Single by Factory

from the album Factory
- Language: Swedish
- B-side: "Vi sticker, här blir inga barn gjorda"
- Released: 1978
- Genre: Pop, rock
- Label: CBS
- Songwriters: Mats Carinder; Lars Olof Larsson; Ted Larsson; Ken Siewertson;

= Efter plugget =

1978 single by Factory

"Efter plugget" is a song written by Lars Olof Larsson, Ted Larsson, Ken Siewertson and Mats Carinder, and originally recorded by Factory and released as a single in 1978 with "Vi sticker, här blir inga barn gjorda" as B-side, as well as appearing on the band's 1979 album Factory. Song lyrics describe completing the final year of school, and worrying about what to do next. The single peaked at second position at the Swedish singles chart, and charted at Svensktoppen for 10 weeks between 8 April-10 June 1979, peaking at 5th position.

In 1979, the song was recorded by Säwes on the album RFSU. The same year, Per Gessle wrote a musical replica, "After School", released by Peter Pop & The Helicopters.

☆ ☆ ☆ ☆ ☆

*THE EXERCISE*
Copy out the "Efter plugget" article above word for word, from start to finish.

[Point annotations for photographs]
☆ ☆ ☆ ☆ ☆

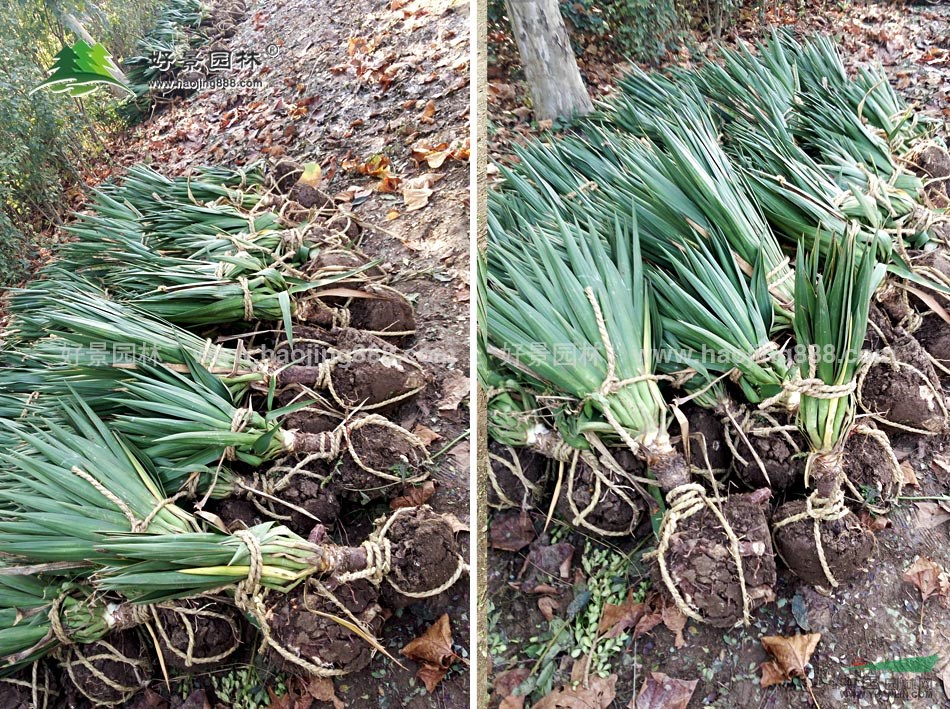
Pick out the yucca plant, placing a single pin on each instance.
(868, 94)
(80, 498)
(832, 298)
(819, 538)
(717, 321)
(580, 324)
(26, 603)
(150, 192)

☆ ☆ ☆ ☆ ☆

*EXERCISE SOLUTION*
Single by Factory

from the album Factory
- Language: Swedish
- B-side: "Vi sticker, här blir inga barn gjorda"
- Released: 1978
- Genre: Pop, rock
- Label: CBS
- Songwriters: Mats Carinder; Lars Olof Larsson; Ted Larsson; Ken Siewertson;

= Efter plugget =

1978 single by Factory

"Efter plugget" is a song written by Lars Olof Larsson, Ted Larsson, Ken Siewertson and Mats Carinder, and originally recorded by Factory and released as a single in 1978 with "Vi sticker, här blir inga barn gjorda" as B-side, as well as appearing on the band's 1979 album Factory. Song lyrics describe completing the final year of school, and worrying about what to do next. The single peaked at second position at the Swedish singles chart, and charted at Svensktoppen for 10 weeks between 8 April-10 June 1979, peaking at 5th position.

In 1979, the song was recorded by Säwes on the album RFSU. The same year, Per Gessle wrote a musical replica, "After School", released by Peter Pop & The Helicopters.